◆ **Quoted passage**:
Data Partitioning
Session 3, Part 1 - 25 minutes
Learning Objectives
- Understand what data partitioning (sharding) is
- Compare hash-based vs range-based partitioning
- Learn how partitioning affects query performance
- Recognize the trade-offs of different partitioning strategies
What is Partitioning?
Data partitioning (also called sharding) is the process of splitting your data across multiple nodes based on a partitioning key. Each node holds a subset of the total data.
graph TB
subgraph "Application View"
App["Your Application"]
Data[("All Data")]
App --> Data
end
subgraph "Reality: Partitioned Storage"
Node1["Node 1<br/>Keys: user_1<br/>user_4<br/>user_7"]
Node2["Node 2<br/>Keys: user_2<br/>user_5<br/>user_8"]
Node3["Node 3<br/>Keys: user_3<br/>user_6<br/>user_9"]
end
App -->|"read/write"| Node1
App -->|"read/write"| Node2
App -->|"read/write"| Node3
style Node1 fill:#e1f5fe
style Node2 fill:#e1f5fe
style Node3 fill:#e1f5fe
Why Partition Data?
| Benefit | Description |
|---|---|
| Scalability | Store more data than fits on one machine |
| Performance | Distribute load across multiple nodes |
| Availability | One partition failure doesn't affect others |
The Partitioning Challenge
The key question is: How do we decide which data goes on which node?
graph LR
Key["user:12345"] --> Router{Partitioning<br/>Function}
Router -->|"hash(key) % N"| N1[Node 1]
Router --> N2[Node 2]
Router --> N3[Node 3]
style Router fill:#ff9,stroke:#333,stroke-width:3px
Partitioning Strategies
1. Hash-Based Partitioning
Apply a hash function to the key, then modulo the number of nodes:
node = hash(key) % number_of_nodes
graph TB
subgraph "Hash-Based Partitioning (3 nodes)"
Key1["user:alice"] --> H1["hash() % 3"]
Key2["user:bob"] --> H2["hash() % 3"]
Key3["user:carol"] --> H3["hash() % 3"]
H1 -->|"= 1"| N1[Node 1]
H2 -->|"= 2"| N2[Node 2]
H3 -->|"= 0"| N0[Node 0]
style N1 fill:#c8e6c9
style N2 fill:#c8e6c9
style N0 fill:#c8e6c9
end
TypeScript Example:
function getNode(key: string, totalNodes: number): number {
// Simple hash function
let hash = 0;
for (let i = 0; i < key.length; i++) {
hash = ((hash << 5) - hash) + key.charCodeAt(i);
hash = hash & hash; // Convert to 32bit integer
}
return Math.abs(hash) % totalNodes;
}
// Examples
console.log(getNode('user:alice', 3)); // => 1
console.log(getNode('user:bob', 3)); // => 2
console.log(getNode('user:carol', 3)); // => 0
Python Example:
def get_node(key: str, total_nodes: int) -> int:
"""Determine which node should store this key."""

◆ **Stated goal a**: In the collected data entries below, substitute "object" for every occurrence of "target" and reproduce the lines with nothing else altered.

(Collected data entries)
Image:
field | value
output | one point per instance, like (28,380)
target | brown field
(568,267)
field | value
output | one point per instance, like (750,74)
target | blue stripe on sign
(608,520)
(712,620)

◆ **Stated goal b**: What other name for data partitioning does the text on data partitioning give?

◆ **Result a**:
Image:
field | value
output | one point per instance, like (28,380)
object | brown field
(568,267)
field | value
output | one point per instance, like (750,74)
object | blue stripe on sign
(608,520)
(712,620)

◆ **Result b**: Sharding.